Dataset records
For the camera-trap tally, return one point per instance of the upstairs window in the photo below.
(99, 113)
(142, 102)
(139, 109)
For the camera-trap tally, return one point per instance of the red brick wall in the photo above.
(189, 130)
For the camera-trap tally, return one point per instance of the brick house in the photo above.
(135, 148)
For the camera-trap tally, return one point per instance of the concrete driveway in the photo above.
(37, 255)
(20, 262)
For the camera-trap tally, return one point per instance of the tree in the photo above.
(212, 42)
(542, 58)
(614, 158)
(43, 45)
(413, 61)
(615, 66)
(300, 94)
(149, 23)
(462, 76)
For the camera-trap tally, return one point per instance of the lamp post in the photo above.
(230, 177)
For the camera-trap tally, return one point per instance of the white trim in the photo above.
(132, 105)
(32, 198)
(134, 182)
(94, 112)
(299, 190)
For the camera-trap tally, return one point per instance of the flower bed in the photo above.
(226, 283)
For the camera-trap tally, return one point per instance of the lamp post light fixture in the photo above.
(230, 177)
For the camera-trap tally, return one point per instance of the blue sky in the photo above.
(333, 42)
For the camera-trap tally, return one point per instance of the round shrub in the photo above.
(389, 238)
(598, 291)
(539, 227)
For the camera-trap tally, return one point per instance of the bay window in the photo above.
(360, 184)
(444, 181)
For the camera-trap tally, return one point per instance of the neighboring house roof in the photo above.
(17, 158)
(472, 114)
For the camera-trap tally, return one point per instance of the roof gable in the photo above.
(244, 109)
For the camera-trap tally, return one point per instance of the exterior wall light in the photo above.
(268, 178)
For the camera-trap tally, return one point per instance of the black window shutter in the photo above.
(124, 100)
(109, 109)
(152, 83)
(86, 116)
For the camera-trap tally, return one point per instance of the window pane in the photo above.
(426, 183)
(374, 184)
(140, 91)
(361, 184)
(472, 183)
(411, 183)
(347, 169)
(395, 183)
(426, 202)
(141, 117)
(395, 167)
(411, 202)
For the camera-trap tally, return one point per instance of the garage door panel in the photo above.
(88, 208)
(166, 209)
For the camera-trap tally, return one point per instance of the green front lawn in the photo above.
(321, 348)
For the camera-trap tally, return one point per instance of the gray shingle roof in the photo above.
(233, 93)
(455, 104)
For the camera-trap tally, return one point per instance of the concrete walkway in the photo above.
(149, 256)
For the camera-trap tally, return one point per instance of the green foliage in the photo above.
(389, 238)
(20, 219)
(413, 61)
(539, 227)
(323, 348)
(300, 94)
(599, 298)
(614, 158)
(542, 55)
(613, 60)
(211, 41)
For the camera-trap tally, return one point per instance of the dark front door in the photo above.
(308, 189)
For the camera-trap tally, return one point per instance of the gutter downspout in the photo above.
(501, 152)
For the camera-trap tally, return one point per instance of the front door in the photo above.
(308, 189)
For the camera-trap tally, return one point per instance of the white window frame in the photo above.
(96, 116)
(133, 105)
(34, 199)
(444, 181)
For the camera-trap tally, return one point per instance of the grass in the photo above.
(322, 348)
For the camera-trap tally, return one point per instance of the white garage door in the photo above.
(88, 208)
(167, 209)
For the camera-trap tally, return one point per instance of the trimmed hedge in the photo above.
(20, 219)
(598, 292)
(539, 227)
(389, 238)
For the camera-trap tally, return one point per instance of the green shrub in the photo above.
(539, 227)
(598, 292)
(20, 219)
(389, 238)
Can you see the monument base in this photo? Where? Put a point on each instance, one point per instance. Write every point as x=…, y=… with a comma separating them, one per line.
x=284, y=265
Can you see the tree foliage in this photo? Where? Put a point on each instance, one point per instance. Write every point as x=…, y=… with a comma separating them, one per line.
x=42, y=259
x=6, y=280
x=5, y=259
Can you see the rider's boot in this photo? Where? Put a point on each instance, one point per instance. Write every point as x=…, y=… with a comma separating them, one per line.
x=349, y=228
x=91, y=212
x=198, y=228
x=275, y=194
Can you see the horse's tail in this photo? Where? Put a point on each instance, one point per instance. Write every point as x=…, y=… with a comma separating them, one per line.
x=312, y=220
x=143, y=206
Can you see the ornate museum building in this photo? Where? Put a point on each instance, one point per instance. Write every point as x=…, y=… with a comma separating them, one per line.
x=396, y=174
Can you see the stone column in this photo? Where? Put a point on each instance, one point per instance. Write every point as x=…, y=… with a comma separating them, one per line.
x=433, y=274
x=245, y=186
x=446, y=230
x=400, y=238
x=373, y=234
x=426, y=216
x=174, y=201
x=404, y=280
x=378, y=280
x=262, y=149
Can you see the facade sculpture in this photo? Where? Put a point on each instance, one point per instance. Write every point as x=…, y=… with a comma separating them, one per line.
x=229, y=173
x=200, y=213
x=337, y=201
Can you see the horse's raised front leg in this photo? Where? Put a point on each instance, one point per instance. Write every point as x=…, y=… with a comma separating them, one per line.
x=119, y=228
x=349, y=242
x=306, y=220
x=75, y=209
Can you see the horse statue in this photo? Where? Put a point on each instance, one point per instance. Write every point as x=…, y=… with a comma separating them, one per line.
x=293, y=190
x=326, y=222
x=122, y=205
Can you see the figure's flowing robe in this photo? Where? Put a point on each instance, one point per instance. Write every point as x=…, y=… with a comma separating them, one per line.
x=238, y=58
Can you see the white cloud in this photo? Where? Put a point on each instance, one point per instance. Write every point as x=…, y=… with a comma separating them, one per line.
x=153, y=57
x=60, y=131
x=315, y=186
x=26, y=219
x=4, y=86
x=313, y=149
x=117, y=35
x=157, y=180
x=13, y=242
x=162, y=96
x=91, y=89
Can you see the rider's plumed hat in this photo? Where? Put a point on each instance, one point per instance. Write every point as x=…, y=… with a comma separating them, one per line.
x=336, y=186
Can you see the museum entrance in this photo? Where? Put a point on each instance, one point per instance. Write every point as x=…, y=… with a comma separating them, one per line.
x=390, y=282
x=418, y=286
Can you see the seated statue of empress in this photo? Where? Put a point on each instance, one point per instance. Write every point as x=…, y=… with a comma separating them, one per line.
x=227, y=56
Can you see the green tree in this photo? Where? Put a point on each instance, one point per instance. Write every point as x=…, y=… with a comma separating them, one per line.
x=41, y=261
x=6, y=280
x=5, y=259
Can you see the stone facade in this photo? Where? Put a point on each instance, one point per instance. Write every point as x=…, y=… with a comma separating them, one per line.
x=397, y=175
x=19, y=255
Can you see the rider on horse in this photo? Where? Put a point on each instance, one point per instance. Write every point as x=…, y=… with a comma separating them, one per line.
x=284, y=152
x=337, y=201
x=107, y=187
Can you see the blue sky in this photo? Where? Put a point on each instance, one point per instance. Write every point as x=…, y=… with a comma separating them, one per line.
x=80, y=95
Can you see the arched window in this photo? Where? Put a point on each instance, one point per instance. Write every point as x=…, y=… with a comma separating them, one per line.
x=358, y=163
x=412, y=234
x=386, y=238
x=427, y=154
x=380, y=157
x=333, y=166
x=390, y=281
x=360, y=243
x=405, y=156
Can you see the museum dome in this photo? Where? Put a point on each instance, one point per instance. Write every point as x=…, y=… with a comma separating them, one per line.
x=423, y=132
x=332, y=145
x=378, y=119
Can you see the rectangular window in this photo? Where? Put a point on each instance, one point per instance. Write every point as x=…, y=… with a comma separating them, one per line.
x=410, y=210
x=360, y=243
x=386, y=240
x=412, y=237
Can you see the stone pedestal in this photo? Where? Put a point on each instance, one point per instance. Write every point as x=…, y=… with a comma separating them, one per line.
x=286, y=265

Objective> Format every line of the material above as a Markdown table with the columns "No." and "Line", numbering the rows in order and omitting blank lines.

Task response>
| No. | Line |
|---|---|
| 1 | For the camera-trap tally, return one point per instance of the upstairs window in the photo below. |
| 2 | (99, 113) |
| 3 | (142, 102) |
| 4 | (139, 109) |
| 5 | For the camera-trap tally, return one point per instance of the red brick wall in the photo above. |
| 6 | (189, 130) |
| 7 | For the camera-trap tally, return one point per instance of the brick house in the photo above. |
| 8 | (135, 148) |
| 9 | For the camera-trap tally, return one point per instance of the concrete driveway in the photo above. |
| 10 | (37, 255) |
| 11 | (20, 262) |
| 12 | For the camera-trap tally, return one point per instance of the tree in the photo above. |
| 13 | (212, 42) |
| 14 | (542, 58) |
| 15 | (614, 158) |
| 16 | (43, 45) |
| 17 | (413, 61) |
| 18 | (615, 66) |
| 19 | (300, 94) |
| 20 | (149, 23) |
| 21 | (462, 76) |
| 22 | For the camera-trap tally, return one point per instance of the lamp post in the photo above. |
| 23 | (230, 177) |
| 24 | For the camera-trap tally, return one point per instance of the white trim in the photo above. |
| 25 | (132, 105) |
| 26 | (32, 198) |
| 27 | (134, 182) |
| 28 | (94, 112) |
| 29 | (299, 190) |
| 30 | For the camera-trap tally, return one point per instance of the flower bed in the photo above. |
| 31 | (226, 283) |
| 32 | For the camera-trap tally, return one point per instance of the lamp post light fixture in the photo above. |
| 33 | (230, 177) |
| 34 | For the camera-trap tally, return one point per instance of the blue sky in the photo above. |
| 35 | (333, 42) |
| 36 | For the camera-trap tally, return one point per instance of the round shrub in the photo above. |
| 37 | (389, 238) |
| 38 | (598, 291) |
| 39 | (539, 227) |
| 40 | For the camera-trap tally, return one point per instance of the bay window in the photo above. |
| 41 | (360, 184) |
| 42 | (444, 181) |
| 43 | For the camera-trap tally, return one point per instance of the neighboring house roof in the photo above. |
| 44 | (17, 158) |
| 45 | (472, 114) |
| 46 | For the camera-trap tally, return one point per instance of the roof gable in the photo above. |
| 47 | (244, 109) |
| 48 | For the camera-trap tally, return one point per instance of the exterior wall light in the photo above. |
| 49 | (268, 178) |
| 50 | For the camera-trap tally, return one point per instance of the black window shutter in the photo above. |
| 51 | (124, 100) |
| 52 | (109, 109) |
| 53 | (152, 83) |
| 54 | (86, 116) |
| 55 | For the camera-trap tally, return one point per instance of the window pane in the photo above. |
| 56 | (426, 183) |
| 57 | (374, 184) |
| 58 | (140, 91) |
| 59 | (361, 184) |
| 60 | (472, 183) |
| 61 | (411, 183) |
| 62 | (347, 169) |
| 63 | (395, 183) |
| 64 | (426, 202) |
| 65 | (141, 117) |
| 66 | (395, 167) |
| 67 | (411, 202) |
| 68 | For the camera-trap tally, return one point per instance of the garage door panel in the photo above. |
| 69 | (88, 208) |
| 70 | (166, 209) |
| 71 | For the camera-trap tally, return one point per instance of the green front lawn in the photo above. |
| 72 | (321, 348) |
| 73 | For the camera-trap tally, return one point per instance of the gray shingle roof in the photo above. |
| 74 | (233, 93) |
| 75 | (455, 104) |
| 76 | For the camera-trap tally, return one point per instance of the concrete walkway in the photo above. |
| 77 | (149, 256) |
| 78 | For the camera-trap tally, return one point per instance of the green foliage in the photo above. |
| 79 | (389, 238) |
| 80 | (20, 219) |
| 81 | (413, 61) |
| 82 | (539, 227) |
| 83 | (323, 348) |
| 84 | (300, 94) |
| 85 | (599, 298) |
| 86 | (614, 158) |
| 87 | (542, 55) |
| 88 | (613, 60) |
| 89 | (211, 41) |
| 90 | For the camera-trap tally, return one point per instance of the dark front door in the photo above. |
| 91 | (308, 189) |
| 92 | For the camera-trap tally, return one point per instance of the gutter downspout in the photo above. |
| 93 | (501, 152) |
| 94 | For the camera-trap tally, return one point per instance of the front door in the photo above. |
| 95 | (308, 189) |
| 96 | For the camera-trap tally, return one point per instance of the white window frame in the photo above. |
| 97 | (96, 116) |
| 98 | (133, 105) |
| 99 | (34, 199) |
| 100 | (444, 181) |
| 101 | For the camera-trap tally, return one point per instance of the grass in the photo above. |
| 102 | (322, 348) |
| 103 | For the camera-trap tally, return one point per instance of the white garage door in the photo above. |
| 104 | (88, 208) |
| 105 | (167, 209) |
| 106 | For the camera-trap tally, return one point per instance of the trimmed hedge in the photo above. |
| 107 | (20, 219) |
| 108 | (598, 292) |
| 109 | (539, 227) |
| 110 | (389, 238) |
| 111 | For the camera-trap tally, return one point per instance of the green shrub in the photo above. |
| 112 | (539, 227) |
| 113 | (598, 292) |
| 114 | (20, 219) |
| 115 | (389, 238) |
| 116 | Can you see the monument base in this photo? Where? Put a point on each instance, one point per instance. Write every point as x=…, y=… with a comma separating them, one per line. |
| 117 | x=284, y=265 |
| 118 | Can you see the tree foliage in this photo? Where? Put a point on each instance, one point per instance. Write every point as x=…, y=… with a comma separating them, one per line. |
| 119 | x=42, y=259 |
| 120 | x=6, y=280 |
| 121 | x=5, y=259 |
| 122 | Can you see the rider's boot in this photo? Where? Put a point on each instance, one point per instance. Write every point as x=…, y=… with a comma separating them, one per line. |
| 123 | x=349, y=228 |
| 124 | x=91, y=212 |
| 125 | x=198, y=228 |
| 126 | x=275, y=194 |
| 127 | Can you see the horse's tail in this photo? Where? Put a point on each instance, one point per instance. Write every point as x=…, y=… with a comma separating them, one per line. |
| 128 | x=312, y=220 |
| 129 | x=143, y=206 |
| 130 | Can you see the ornate museum building in this photo? Where? Put a point on each instance, one point per instance. Write every point as x=…, y=… with a comma separating them, one per line. |
| 131 | x=396, y=174 |
| 132 | Can you see the stone column in this photo? Where? Put a point on each instance, one point per instance. Write every point as x=…, y=… with a comma separating them, one per line. |
| 133 | x=433, y=274 |
| 134 | x=245, y=186 |
| 135 | x=446, y=230 |
| 136 | x=400, y=238 |
| 137 | x=373, y=234 |
| 138 | x=426, y=216 |
| 139 | x=174, y=201 |
| 140 | x=404, y=280 |
| 141 | x=378, y=280 |
| 142 | x=262, y=149 |
| 143 | Can you see the facade sculpture in this photo? Where? Put a point on each instance, one point per instance. Write every point as x=…, y=… with a comma separating them, one per line. |
| 144 | x=229, y=173 |
| 145 | x=200, y=213 |
| 146 | x=337, y=201 |
| 147 | Can you see the horse's raised front leg in this photo? Where? Put a point on each instance, one point per instance. Write every point as x=…, y=… with a comma separating them, one per line. |
| 148 | x=119, y=228 |
| 149 | x=349, y=242 |
| 150 | x=306, y=220 |
| 151 | x=75, y=209 |
| 152 | Can you see the horse statue in this photo? Where? Put a point on each instance, one point per instance. Write every point as x=…, y=… with a comma separating them, one per line. |
| 153 | x=293, y=190 |
| 154 | x=326, y=222 |
| 155 | x=122, y=205 |
| 156 | Can you see the figure's flowing robe in this photo? Where? Put a point on each instance, one point per instance. Write every point as x=…, y=… with a comma separating them, one per line. |
| 157 | x=238, y=58 |
| 158 | Can you see the white cloud in this photo? Where? Put a point on each instance, one point per instance. Write every point as x=…, y=… with a comma separating them, one per line. |
| 159 | x=153, y=57 |
| 160 | x=60, y=131 |
| 161 | x=315, y=186 |
| 162 | x=26, y=219 |
| 163 | x=4, y=86 |
| 164 | x=313, y=149 |
| 165 | x=117, y=35 |
| 166 | x=157, y=180 |
| 167 | x=13, y=242 |
| 168 | x=162, y=96 |
| 169 | x=91, y=89 |
| 170 | Can you see the rider's plumed hat in this photo? Where? Put a point on each instance, one point per instance. Write every point as x=…, y=… with a comma separating them, one per line. |
| 171 | x=336, y=186 |
| 172 | Can you see the museum entrance in this photo? Where? Put a point on each instance, one point per instance. Write every point as x=…, y=… with a comma separating them, one per line. |
| 173 | x=390, y=282 |
| 174 | x=418, y=286 |
| 175 | Can you see the seated statue of empress in this photo? Where? Put a point on each instance, one point per instance. Write every point as x=…, y=… with a comma separating them, one per line. |
| 176 | x=227, y=56 |
| 177 | Can you see the green tree in this photo? Where? Put a point on each instance, one point per instance. Write every point as x=…, y=… with a comma separating them, one per line. |
| 178 | x=41, y=261 |
| 179 | x=6, y=280 |
| 180 | x=5, y=259 |
| 181 | Can you see the stone facade in this photo? Where? Put a point on each instance, one point per instance. Write every point as x=…, y=… with a comma separating them, one per line. |
| 182 | x=397, y=175 |
| 183 | x=19, y=255 |
| 184 | Can you see the rider on horse in this photo? Where? Put a point on each instance, one point per instance. Write every point as x=…, y=… with a comma separating them, one per line. |
| 185 | x=284, y=152 |
| 186 | x=337, y=201 |
| 187 | x=107, y=187 |
| 188 | Can you see the blue sky in this photo? Where? Put a point on each instance, one point per instance. Write every point as x=…, y=… with a comma separating them, one per line. |
| 189 | x=80, y=95 |
| 190 | Can you see the arched window in this photo? Where? Put a point on each instance, one point per instance. Write every point as x=…, y=… with a comma separating them, one per line. |
| 191 | x=358, y=163 |
| 192 | x=412, y=234 |
| 193 | x=386, y=238 |
| 194 | x=427, y=154 |
| 195 | x=380, y=157 |
| 196 | x=333, y=166 |
| 197 | x=390, y=281 |
| 198 | x=360, y=243 |
| 199 | x=405, y=156 |
| 200 | Can you see the museum dome in this photo? Where? Put a point on each instance, one point per instance. Write every point as x=…, y=… with a comma separating them, one per line. |
| 201 | x=423, y=132 |
| 202 | x=332, y=145 |
| 203 | x=378, y=119 |
| 204 | Can you see the rectangular window in this photo? Where? Put a point on each instance, one point per instance. Write every point as x=…, y=… with a comma separating them, one per line. |
| 205 | x=410, y=210 |
| 206 | x=360, y=243 |
| 207 | x=386, y=240 |
| 208 | x=412, y=237 |
| 209 | Can you see the stone pedestal in this photo? Where? Put a point on each instance, one point per instance. Write every point as x=…, y=… with a comma separating them, one per line. |
| 210 | x=286, y=265 |